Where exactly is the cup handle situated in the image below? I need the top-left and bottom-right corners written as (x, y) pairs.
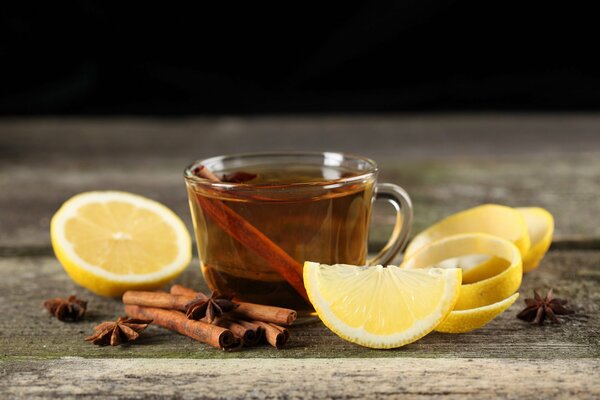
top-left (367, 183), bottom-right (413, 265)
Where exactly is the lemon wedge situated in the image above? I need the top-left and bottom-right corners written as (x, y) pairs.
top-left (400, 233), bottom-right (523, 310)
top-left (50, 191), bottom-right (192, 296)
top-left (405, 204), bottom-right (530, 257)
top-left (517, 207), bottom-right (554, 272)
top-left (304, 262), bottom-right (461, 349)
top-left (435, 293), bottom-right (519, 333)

* * *

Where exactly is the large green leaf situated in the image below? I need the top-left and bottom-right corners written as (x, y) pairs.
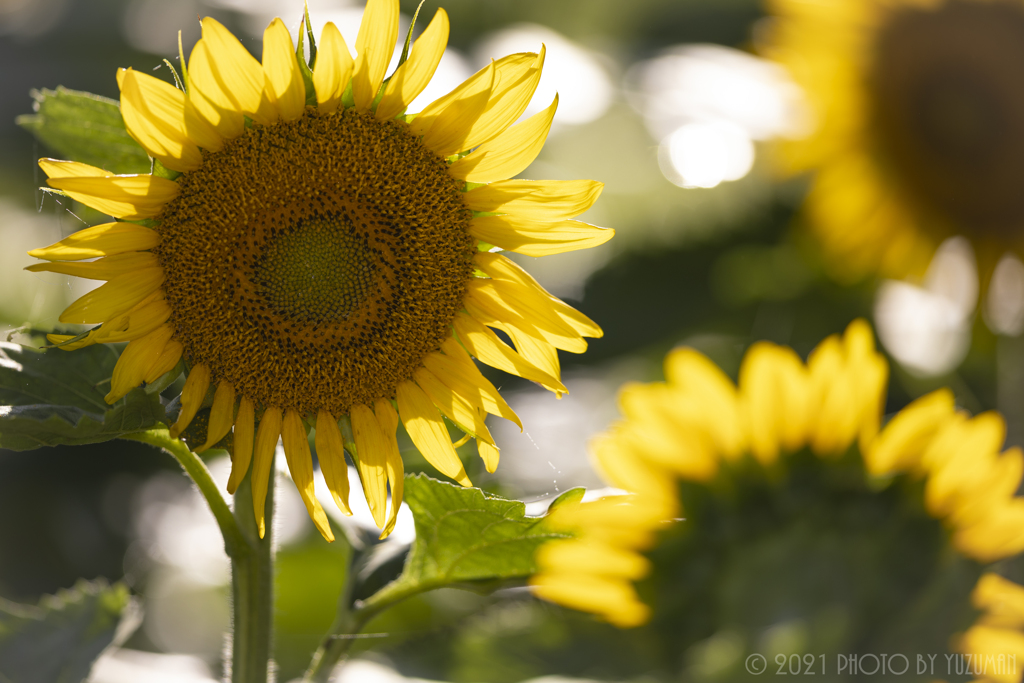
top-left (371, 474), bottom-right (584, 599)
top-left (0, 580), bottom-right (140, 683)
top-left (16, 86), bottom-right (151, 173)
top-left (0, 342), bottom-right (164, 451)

* * *

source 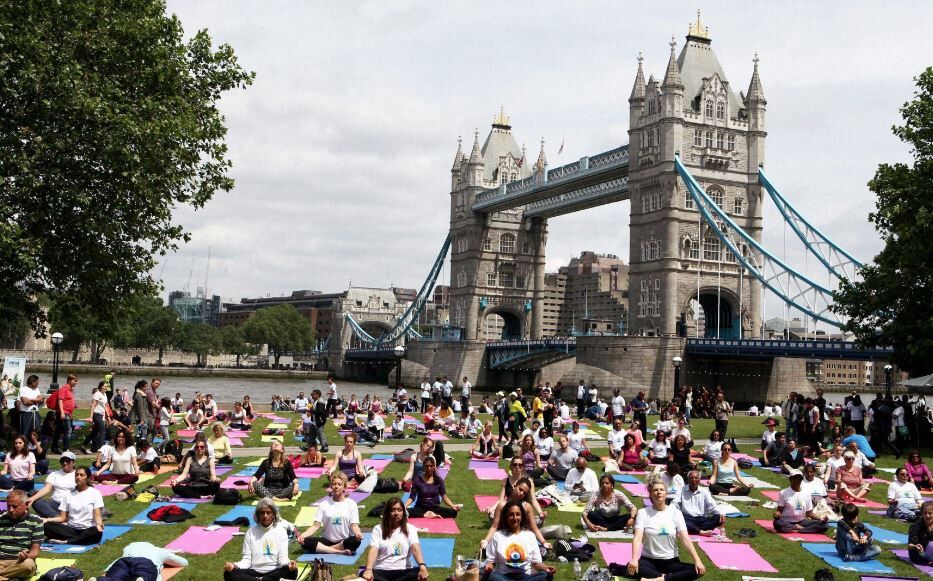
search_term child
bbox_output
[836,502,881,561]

# WHAT YOU HAVE TO DO:
Copy the listing starting at the line containing "Where exactly is the cup" and ending at the line containing "top-left (435, 293), bottom-right (519, 333)", swapping "situated" for "located" wherever it occurs and keeping everything else unchanged. Leave the pictures out of your copy.

# RESULT:
Where exactly is the cup handle located in the image below? I need the top-left and bottom-right corners written as (x, y) pairs.
top-left (367, 183), bottom-right (413, 265)
Where exactly is the lemon wedge located in the image above? I need the top-left and bottom-right corners written as (x, y) pairs.
top-left (400, 233), bottom-right (523, 310)
top-left (50, 191), bottom-right (192, 296)
top-left (405, 204), bottom-right (530, 257)
top-left (517, 207), bottom-right (554, 272)
top-left (304, 262), bottom-right (461, 349)
top-left (435, 293), bottom-right (519, 333)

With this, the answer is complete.